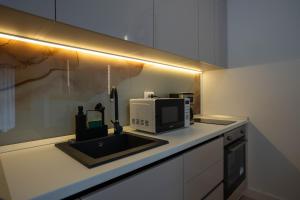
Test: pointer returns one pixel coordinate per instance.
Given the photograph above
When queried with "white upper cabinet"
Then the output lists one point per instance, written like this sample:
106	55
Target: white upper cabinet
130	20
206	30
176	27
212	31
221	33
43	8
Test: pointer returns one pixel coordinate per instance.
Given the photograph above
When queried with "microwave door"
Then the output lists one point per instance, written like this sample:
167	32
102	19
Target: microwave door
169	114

...

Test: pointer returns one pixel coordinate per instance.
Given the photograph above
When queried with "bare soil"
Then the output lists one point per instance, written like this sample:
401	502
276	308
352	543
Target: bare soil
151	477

Instructions to follow
Can you find every line in the data above that contains the word "white" and copy each one out in full?

Answer to this exercise
When queried with "white upper cabinet"
Target: white upper cabinet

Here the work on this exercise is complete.